__RAW DATA__.
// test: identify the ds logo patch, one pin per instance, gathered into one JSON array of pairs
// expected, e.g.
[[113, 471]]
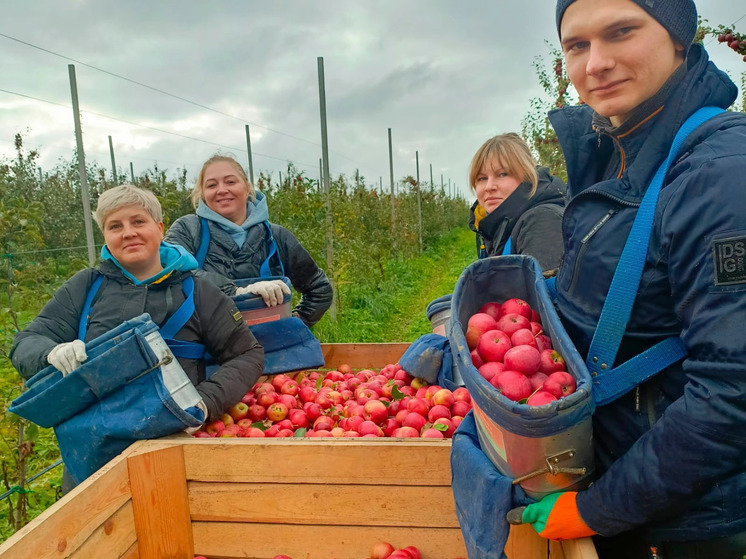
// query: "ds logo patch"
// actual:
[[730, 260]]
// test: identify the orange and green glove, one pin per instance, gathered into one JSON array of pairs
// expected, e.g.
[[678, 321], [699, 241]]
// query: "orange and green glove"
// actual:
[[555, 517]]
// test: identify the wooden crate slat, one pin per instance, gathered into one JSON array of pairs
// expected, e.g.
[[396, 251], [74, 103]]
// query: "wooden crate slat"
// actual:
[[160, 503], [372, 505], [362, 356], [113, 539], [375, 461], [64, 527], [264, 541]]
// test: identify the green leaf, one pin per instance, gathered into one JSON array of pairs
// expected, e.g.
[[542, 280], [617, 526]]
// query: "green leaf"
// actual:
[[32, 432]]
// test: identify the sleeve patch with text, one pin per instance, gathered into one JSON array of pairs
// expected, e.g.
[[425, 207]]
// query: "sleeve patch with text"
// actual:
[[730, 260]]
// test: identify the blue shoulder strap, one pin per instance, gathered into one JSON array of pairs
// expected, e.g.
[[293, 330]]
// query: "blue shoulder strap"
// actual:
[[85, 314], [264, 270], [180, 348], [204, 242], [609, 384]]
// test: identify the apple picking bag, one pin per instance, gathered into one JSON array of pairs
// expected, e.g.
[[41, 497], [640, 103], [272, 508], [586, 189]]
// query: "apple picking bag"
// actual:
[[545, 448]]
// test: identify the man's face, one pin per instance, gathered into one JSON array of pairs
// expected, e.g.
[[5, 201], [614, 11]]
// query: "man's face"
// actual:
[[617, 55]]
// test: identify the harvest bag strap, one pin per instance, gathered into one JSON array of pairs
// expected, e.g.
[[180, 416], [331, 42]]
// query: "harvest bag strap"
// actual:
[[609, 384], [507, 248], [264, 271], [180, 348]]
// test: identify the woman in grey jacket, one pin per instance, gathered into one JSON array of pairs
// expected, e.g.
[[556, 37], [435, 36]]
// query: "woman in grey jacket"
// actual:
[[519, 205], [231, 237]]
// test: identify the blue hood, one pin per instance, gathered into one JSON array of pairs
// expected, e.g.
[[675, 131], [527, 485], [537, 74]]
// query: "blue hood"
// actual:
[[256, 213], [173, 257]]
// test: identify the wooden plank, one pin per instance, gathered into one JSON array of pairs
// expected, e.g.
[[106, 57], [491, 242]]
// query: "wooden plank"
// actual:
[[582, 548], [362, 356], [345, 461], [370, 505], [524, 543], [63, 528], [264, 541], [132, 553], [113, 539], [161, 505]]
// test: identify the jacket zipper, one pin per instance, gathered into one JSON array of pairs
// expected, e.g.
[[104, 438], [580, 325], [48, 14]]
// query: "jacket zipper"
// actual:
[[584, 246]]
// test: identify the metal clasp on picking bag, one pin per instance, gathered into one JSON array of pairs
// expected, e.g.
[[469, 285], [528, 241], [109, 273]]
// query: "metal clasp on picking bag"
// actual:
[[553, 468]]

==

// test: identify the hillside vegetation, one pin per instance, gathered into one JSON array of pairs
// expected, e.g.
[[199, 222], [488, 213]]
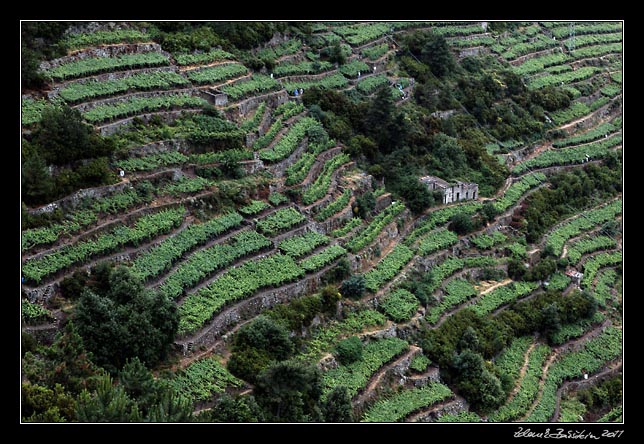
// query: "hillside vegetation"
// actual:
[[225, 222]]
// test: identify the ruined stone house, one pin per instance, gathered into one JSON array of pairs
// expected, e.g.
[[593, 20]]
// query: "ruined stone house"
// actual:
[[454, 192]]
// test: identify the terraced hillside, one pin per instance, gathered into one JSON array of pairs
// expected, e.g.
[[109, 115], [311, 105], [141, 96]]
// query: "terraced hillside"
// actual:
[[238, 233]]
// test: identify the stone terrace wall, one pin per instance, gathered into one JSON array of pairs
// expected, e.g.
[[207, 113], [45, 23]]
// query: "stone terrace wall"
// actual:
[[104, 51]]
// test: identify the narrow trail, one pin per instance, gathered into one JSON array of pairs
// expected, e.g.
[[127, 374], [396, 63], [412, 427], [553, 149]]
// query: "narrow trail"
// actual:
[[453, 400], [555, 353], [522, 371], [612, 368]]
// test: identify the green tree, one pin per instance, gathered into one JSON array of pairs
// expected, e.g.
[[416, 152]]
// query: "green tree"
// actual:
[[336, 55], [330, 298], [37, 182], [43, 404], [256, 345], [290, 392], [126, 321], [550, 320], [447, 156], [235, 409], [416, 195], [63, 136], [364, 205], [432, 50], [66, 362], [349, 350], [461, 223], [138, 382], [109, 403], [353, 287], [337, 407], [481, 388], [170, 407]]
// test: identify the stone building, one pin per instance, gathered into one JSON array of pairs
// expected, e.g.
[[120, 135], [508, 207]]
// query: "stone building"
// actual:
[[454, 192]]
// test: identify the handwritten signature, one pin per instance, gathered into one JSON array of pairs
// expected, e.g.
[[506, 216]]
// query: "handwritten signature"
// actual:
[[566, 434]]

--

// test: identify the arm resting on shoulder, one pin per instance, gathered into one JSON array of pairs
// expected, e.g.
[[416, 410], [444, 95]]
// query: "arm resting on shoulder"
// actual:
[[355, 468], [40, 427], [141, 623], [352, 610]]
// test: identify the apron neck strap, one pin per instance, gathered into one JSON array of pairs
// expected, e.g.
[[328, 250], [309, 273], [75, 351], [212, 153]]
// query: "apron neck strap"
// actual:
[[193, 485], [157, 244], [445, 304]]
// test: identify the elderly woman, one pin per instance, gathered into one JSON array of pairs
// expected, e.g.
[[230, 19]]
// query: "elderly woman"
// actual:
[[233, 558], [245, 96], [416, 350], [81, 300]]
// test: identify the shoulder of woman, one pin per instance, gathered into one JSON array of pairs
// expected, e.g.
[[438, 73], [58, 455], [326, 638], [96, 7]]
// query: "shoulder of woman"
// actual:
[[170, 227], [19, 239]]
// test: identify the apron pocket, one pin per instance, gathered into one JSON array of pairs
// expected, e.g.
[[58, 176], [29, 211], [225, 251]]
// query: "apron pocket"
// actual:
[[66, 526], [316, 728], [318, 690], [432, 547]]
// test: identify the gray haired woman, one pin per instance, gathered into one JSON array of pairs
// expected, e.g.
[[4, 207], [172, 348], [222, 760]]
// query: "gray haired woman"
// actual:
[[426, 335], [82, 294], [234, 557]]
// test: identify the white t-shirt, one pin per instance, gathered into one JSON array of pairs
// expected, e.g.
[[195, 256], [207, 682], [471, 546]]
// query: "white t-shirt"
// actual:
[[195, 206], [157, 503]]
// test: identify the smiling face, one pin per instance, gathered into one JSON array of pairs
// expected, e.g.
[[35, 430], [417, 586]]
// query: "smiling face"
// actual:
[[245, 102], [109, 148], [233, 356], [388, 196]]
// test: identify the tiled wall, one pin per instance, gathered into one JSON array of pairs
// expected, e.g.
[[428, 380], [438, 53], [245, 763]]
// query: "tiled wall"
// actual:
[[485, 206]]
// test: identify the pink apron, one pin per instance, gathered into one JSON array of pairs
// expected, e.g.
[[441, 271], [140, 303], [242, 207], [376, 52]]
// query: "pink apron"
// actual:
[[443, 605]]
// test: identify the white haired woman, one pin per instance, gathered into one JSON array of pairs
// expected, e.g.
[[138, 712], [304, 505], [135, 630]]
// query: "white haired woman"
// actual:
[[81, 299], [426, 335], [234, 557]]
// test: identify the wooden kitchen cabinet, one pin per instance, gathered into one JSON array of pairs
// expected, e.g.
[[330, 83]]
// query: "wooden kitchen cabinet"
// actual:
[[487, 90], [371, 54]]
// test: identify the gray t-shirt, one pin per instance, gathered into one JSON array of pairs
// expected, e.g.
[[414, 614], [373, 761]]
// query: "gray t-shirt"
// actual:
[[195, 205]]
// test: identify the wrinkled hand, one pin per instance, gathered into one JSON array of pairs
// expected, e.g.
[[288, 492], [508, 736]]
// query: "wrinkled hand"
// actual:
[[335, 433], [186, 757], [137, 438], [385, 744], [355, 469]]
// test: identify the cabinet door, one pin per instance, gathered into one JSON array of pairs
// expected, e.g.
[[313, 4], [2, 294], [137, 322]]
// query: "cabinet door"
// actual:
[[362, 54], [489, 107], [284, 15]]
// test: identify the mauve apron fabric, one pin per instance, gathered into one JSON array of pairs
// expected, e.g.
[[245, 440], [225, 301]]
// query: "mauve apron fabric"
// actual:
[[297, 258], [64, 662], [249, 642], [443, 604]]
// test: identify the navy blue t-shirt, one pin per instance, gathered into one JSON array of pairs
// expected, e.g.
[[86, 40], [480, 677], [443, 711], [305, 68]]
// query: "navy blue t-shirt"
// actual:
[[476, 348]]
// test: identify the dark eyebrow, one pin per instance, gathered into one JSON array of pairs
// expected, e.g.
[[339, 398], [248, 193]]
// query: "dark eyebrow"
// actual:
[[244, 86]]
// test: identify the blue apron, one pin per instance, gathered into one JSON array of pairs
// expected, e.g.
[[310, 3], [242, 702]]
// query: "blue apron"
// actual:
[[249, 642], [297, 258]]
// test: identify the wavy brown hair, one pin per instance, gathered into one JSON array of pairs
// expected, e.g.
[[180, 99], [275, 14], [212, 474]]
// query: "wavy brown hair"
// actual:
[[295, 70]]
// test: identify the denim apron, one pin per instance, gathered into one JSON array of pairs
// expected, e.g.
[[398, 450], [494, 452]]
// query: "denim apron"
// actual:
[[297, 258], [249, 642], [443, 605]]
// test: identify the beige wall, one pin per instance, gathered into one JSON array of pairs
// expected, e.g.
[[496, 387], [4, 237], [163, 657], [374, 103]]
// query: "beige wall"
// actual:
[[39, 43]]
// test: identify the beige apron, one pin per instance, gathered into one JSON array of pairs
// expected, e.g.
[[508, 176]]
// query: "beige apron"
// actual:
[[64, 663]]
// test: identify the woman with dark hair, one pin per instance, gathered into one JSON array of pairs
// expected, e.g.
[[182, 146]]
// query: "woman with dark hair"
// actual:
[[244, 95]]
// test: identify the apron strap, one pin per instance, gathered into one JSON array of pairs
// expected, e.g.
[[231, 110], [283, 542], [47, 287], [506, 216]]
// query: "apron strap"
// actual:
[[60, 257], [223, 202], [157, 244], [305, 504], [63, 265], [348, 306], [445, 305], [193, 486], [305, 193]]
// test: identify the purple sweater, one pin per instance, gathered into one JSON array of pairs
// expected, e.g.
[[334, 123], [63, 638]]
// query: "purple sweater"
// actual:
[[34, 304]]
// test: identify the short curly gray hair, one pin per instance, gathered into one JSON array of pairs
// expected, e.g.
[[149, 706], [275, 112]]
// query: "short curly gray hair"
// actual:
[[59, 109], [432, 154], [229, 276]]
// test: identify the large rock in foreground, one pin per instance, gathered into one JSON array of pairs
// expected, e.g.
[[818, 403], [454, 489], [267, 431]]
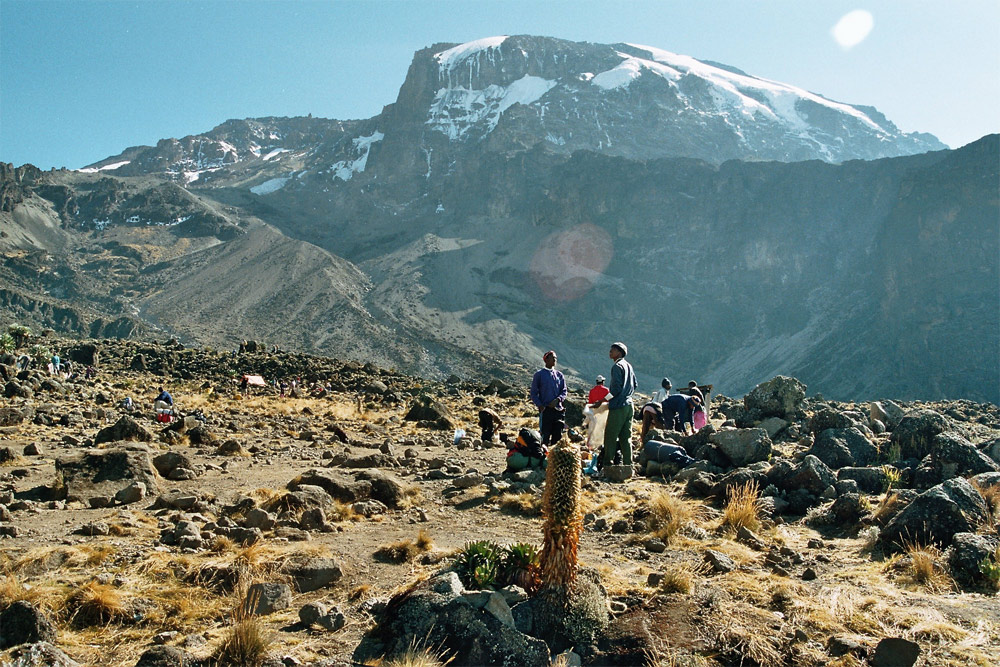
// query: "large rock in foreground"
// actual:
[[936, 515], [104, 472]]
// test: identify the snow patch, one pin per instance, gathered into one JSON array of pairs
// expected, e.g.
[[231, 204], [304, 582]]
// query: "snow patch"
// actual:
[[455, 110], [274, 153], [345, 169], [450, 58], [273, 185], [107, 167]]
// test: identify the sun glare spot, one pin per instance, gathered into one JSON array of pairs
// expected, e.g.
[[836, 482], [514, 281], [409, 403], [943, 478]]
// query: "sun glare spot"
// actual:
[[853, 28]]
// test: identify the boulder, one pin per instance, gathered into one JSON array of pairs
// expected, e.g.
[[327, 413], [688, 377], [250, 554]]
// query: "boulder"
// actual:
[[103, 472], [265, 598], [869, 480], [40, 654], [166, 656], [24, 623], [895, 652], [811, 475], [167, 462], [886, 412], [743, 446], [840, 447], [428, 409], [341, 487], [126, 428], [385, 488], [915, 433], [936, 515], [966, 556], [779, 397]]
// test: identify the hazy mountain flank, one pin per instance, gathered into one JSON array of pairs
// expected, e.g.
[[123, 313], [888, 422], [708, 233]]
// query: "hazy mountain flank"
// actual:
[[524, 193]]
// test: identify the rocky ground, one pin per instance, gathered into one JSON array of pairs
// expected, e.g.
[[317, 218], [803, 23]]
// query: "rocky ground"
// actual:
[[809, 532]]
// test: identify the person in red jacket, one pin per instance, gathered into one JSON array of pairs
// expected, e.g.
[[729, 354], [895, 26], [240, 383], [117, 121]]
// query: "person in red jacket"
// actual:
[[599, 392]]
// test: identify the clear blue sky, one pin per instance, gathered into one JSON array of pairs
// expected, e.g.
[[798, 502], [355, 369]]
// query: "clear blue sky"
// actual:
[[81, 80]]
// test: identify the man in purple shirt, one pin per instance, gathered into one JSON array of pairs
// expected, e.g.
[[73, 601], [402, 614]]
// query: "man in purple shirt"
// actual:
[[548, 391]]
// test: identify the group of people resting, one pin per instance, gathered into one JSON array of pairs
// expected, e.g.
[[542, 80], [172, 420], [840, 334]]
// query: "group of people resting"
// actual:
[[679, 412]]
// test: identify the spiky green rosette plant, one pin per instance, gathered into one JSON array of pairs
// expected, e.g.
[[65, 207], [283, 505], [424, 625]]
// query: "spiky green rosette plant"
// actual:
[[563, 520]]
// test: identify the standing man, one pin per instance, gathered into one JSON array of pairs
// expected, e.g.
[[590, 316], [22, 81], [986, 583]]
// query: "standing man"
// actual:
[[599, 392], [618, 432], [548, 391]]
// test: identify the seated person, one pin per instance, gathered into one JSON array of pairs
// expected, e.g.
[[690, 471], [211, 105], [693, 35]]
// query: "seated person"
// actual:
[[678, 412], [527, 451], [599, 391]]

__TO DO__. Reproduce verbatim the stretch from the line containing "identify the hazy" through the line containing "[[678, 412], [527, 451], [599, 391]]", including both of those lines.

__THE RESPONSE__.
// test: identify the hazy mountain flank, one pin per instance, gathered into one JSON array of pairs
// expected, e.g.
[[123, 313], [888, 422], [708, 233]]
// query: "hazy mountain flank"
// actual:
[[524, 193]]
// test: identify the rocky ground, one pin per instance, gathered into one JSON array of pairs
// expected, e.g.
[[317, 218], [803, 23]]
// query: "rocky ground"
// actual:
[[809, 532]]
// test: identify the person in red jacket, one pin per instance, gathered into one JSON array of pairs
// expected, e.g.
[[729, 354], [895, 26], [240, 383], [117, 121]]
// query: "person in red jacket"
// actual:
[[599, 392]]
// test: identify the clear blue sky, one pin per instance, gathered into one JSON array of pairs
// expected, e.g.
[[798, 502], [355, 369]]
// query: "clear blue sky"
// actual:
[[81, 80]]
// test: identify the man in purple shirt, one pin per instance, gathered into one JSON array of pairs
// expected, e.g.
[[73, 601], [402, 614]]
// query: "man in purple shirt"
// actual:
[[548, 391]]
// test: identify the group of people resting, one pin per instance, gathered into one JSON array of pairs
// expected, e.g.
[[542, 80], [172, 420], [840, 334]]
// query: "group of people resting"
// actual:
[[679, 412]]
// test: identify the spiky green rosette plant, one pin per instance, gathered into one JSON array of pairs
// expected, e.g.
[[65, 207], [283, 505], [424, 625]]
// query: "spiky green rosette plant"
// actual:
[[563, 520]]
// test: identify the standing man, one pin per instance, gathered into one JSON array of pairs
// expected, e.g.
[[590, 316], [22, 81], [986, 583]]
// query: "standing man"
// actual:
[[599, 392], [618, 432], [548, 391]]
// test: identify the seated person, one pin per instance, gathered into one JSON array of pairs
// expected, e.g.
[[690, 471], [211, 105], [693, 35]]
// query: "seated person"
// actual:
[[678, 412], [527, 451], [599, 391]]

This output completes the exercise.